▸ What needs to be done
Can you quote each of the entries below word for word, with the pictures left out of your reply?

Location identification entries

________

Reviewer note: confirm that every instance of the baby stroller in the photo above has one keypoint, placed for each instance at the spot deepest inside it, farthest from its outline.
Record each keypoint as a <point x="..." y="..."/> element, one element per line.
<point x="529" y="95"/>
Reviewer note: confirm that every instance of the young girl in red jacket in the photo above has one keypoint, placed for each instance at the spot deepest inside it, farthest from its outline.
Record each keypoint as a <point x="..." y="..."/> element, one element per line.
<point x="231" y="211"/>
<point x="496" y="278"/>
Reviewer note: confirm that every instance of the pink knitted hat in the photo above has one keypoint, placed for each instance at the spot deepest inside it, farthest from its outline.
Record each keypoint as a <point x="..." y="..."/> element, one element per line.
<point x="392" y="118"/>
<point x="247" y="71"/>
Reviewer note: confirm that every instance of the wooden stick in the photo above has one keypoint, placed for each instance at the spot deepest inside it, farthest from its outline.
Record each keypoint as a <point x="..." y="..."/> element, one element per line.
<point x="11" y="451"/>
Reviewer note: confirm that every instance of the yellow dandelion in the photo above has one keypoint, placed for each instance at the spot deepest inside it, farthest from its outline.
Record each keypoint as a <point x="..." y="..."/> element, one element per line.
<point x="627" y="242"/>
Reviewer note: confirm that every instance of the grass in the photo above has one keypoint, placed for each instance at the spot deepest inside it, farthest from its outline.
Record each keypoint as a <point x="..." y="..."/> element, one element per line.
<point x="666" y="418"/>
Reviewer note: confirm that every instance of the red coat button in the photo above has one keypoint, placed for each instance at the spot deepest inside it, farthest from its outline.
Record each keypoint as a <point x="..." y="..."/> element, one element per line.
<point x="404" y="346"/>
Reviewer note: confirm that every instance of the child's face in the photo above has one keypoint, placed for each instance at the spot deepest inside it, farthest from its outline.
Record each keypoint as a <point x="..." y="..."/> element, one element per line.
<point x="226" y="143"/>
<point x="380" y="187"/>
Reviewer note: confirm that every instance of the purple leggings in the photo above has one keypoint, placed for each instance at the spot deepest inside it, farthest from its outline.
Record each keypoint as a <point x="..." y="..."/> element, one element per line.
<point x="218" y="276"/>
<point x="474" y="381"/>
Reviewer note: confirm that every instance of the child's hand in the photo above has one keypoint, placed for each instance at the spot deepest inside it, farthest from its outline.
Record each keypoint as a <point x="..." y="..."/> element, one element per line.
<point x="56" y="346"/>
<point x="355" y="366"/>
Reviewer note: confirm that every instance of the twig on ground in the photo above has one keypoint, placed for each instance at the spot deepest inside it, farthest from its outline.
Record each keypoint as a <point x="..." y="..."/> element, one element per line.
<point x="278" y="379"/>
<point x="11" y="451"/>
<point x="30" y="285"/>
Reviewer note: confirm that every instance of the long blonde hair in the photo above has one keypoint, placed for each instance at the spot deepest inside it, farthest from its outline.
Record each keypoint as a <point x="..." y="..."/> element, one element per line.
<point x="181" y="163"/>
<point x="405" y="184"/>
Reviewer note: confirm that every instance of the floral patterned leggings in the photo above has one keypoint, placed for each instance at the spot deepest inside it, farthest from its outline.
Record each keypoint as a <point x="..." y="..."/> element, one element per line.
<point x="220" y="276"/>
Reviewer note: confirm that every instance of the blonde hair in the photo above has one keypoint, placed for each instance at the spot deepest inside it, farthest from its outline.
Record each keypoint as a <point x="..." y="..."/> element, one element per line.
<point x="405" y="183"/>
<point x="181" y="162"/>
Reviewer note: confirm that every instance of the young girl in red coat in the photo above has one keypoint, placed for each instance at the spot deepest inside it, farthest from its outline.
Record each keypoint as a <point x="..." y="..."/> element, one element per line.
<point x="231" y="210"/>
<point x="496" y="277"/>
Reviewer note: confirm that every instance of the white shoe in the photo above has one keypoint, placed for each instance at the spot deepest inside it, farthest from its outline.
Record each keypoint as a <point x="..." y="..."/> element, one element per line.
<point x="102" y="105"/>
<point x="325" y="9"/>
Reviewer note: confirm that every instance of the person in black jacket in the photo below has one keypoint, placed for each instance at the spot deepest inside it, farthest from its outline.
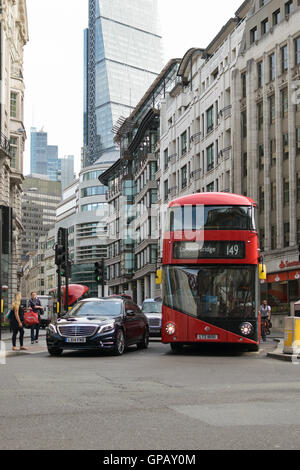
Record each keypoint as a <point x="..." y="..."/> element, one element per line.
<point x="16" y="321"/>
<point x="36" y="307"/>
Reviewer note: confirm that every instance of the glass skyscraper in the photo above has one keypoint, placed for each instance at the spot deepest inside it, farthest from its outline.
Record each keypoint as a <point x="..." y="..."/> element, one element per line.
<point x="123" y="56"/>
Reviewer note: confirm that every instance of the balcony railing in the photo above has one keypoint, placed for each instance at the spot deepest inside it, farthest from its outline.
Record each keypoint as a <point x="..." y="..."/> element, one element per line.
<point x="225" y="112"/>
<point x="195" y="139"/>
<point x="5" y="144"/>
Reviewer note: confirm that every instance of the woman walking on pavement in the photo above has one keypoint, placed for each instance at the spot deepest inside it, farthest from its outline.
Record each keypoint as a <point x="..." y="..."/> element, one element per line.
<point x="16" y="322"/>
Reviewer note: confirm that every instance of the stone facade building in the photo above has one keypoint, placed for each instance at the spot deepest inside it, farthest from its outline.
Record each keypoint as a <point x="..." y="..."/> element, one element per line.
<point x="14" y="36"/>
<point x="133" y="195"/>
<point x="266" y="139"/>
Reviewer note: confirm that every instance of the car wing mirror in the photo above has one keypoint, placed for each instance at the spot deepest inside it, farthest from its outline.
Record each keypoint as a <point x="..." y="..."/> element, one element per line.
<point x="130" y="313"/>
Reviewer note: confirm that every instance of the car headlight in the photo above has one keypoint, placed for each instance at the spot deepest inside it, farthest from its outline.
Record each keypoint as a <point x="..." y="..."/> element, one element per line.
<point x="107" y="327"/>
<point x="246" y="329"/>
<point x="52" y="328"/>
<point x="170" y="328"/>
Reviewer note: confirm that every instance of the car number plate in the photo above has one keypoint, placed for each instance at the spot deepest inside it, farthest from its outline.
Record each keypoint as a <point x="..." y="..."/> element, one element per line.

________

▸ In response
Reviewer note: confirm that every instance of the baby stroller in the photo above has one keypoint, placed for each instance at the spot deepest inside it, farthest from its outline.
Record each keypoint as a <point x="..." y="..."/> element, one element per line.
<point x="529" y="95"/>
Reviewer note: confirm that every instance of the young girl in red jacket in the photo above has one keypoint, placed for each instance at the spot deepest inside it, farthest from its outline.
Record each keypoint as a <point x="..." y="..."/> element, one element per line.
<point x="231" y="211"/>
<point x="496" y="278"/>
Reviewer note: confirm that every instance of the pink knitted hat in the photo above has one keypoint, placed for each instance at the spot deepest inside it, farthest from its outline.
Record each keypoint as a <point x="..." y="..."/> element, one element per line.
<point x="392" y="118"/>
<point x="247" y="71"/>
Reviewer note: confirm that every instance of the wooden stick in the photo above has one keypoint, placed for each instance at the spot deepest inside it, farthest from its outline.
Record each keypoint as a <point x="..." y="..."/> element, one element per line.
<point x="11" y="451"/>
Reviewer note: confirm that every instance of the yellow dandelion in the photo above has one keypoint, placed for each instance at the spot deepest inside it, farthest from its outline.
Record each keypoint as a <point x="..." y="..."/> element, one element per line.
<point x="627" y="242"/>
Reviewer note: confirm that every instance of the grass in the photo above has one keypoint, placed for each instance at the spot deepest inside it, farthest from its outline.
Record each keypoint as a <point x="..." y="..."/> element, one element per line.
<point x="666" y="418"/>
Reviewer note: confirm that every instance of the red coat button in the photo above has one keypoint, placed for each instance at the spot deepest inside it, farthest from its outline.
Record each keypoint as a <point x="..." y="..."/> element, one element per line.
<point x="404" y="346"/>
Reviewer note: confirm that every instance of the child's face in the photo above has one keypoint, placed for each instance at the spot deepest inside it, farthest from its outline.
Record each keypoint as a <point x="..." y="..."/> element, one element per line.
<point x="226" y="143"/>
<point x="380" y="187"/>
Reviewer note: confirm that every instance of the purple leggings in the photo above has one keypoint, placed for each instance at the spot deepest inside it, farthest from its outline.
Record each keypoint as a <point x="..." y="..."/> element, one element per line.
<point x="218" y="276"/>
<point x="474" y="381"/>
Reviewer note: confirm that every instance of the child's hand in the photo above has one keypoint, placed for each instance at the spot deepest inside it, farthest from its outline.
Record each keypoint as a <point x="..." y="..."/> element, one element per line.
<point x="56" y="346"/>
<point x="355" y="366"/>
Reviewer note: confirm that every instance of the twig on ground in the photo above has one keypoint, placed for each instance at the spot deepest inside it, farthest from its outline.
Record each keypoint as a <point x="..." y="..."/> element, one element per line.
<point x="278" y="379"/>
<point x="11" y="451"/>
<point x="30" y="285"/>
Reviewer note: confirm that every instance of the long blonde hair in the photo above has one keypoint, placed for each instance at the spot deepest inside it, farthest from its outline.
Record each keypoint as a <point x="..." y="..."/> element, one element per line.
<point x="181" y="163"/>
<point x="405" y="184"/>
Reviewer note: confirm that every instance of the floral patterned leggings in the photo above has one keypoint, placed for each instance at the spot deepest inside it, farthest from its outline.
Record each keypoint as a <point x="..." y="..."/> element, one element per line.
<point x="220" y="276"/>
Reviewer note: confirm that every instance of the blonde hair in the photo above has one keypoint, placed for each instance at the spot deepest inside it, farthest from its outline.
Record each keypoint as a <point x="..." y="..."/> element, one element per line.
<point x="405" y="183"/>
<point x="181" y="162"/>
Reviewer note: confirm that every instance of the young girl in red coat in the photo above has one keypoint, placed for each instance at the spot deepest inside it, farthest from its outline.
Record each keypoint as a <point x="..." y="..."/> element, one element per line.
<point x="231" y="210"/>
<point x="496" y="277"/>
Reviewer note: confirm that every instance of the white shoe in the photo above has one keypoint, placed for each instance at the spot deepest inside it, farthest from its outline.
Record each keypoint as a <point x="..." y="..."/> element, one element per line.
<point x="102" y="105"/>
<point x="325" y="9"/>
Reviewer note: confirm that every instance of the person in black jacket in the photo below has one keypoint, placed for each instance at the spot deepest inside it, farthest from its outline.
Record each keypoint as a <point x="..." y="..."/> element, one element per line.
<point x="16" y="321"/>
<point x="36" y="307"/>
Reviewer note: confirm that every instance of the glass skyscraper in the photo above has one keypoint, placed for each instance at the spot deepest inside it, farthest from its outline.
Record each keypoint as a <point x="..." y="..."/> element, one element per line.
<point x="123" y="56"/>
Reviewer note: confirm that every instance of the balcony railing in the photo above has one keypoint, placed for each instance at the spot deepest inside it, farthest from its outline.
Record each keypoint as a <point x="..." y="..."/> element, one element per line.
<point x="225" y="112"/>
<point x="195" y="139"/>
<point x="5" y="144"/>
Reviewer note: confirm that every instance of the woman walking on pavement in the photo above has one keypoint, placed for each instance at the spot deepest inside it, farthest from its outline.
Record each keypoint as a <point x="..." y="..."/> element, one element per line.
<point x="16" y="322"/>
Reviewer note: confirm that every instance of the stone facade building in the photo above has one keypoint, placed for each instance at the spot deepest inside it, farthest from its outline.
Record each keypoint as a <point x="..." y="..."/> element, one element per line.
<point x="14" y="36"/>
<point x="133" y="195"/>
<point x="266" y="139"/>
Reviewer note: confirm that every instance of the car wing mirror in the photo above has one keypoint, placed for each instance at the spot deepest inside it, farthest from its outline.
Record each keypoint as a <point x="..." y="..."/> element, one element per line.
<point x="130" y="313"/>
Reviewer note: confirm that every instance of the car headlight in the photo above has one keypoint, placed for each instance at the spot deepest inside it, farthest from its outline.
Record each keypoint as a <point x="..." y="..."/> element, one element per line.
<point x="107" y="327"/>
<point x="246" y="329"/>
<point x="52" y="328"/>
<point x="170" y="328"/>
Reviewer note: confirm that every instance of the car number plate in the photo above has one keypoint, placed for each instance at the spot deepest inside it, farthest from its outline.
Record each keypoint as a <point x="..." y="..."/> element, one element per line.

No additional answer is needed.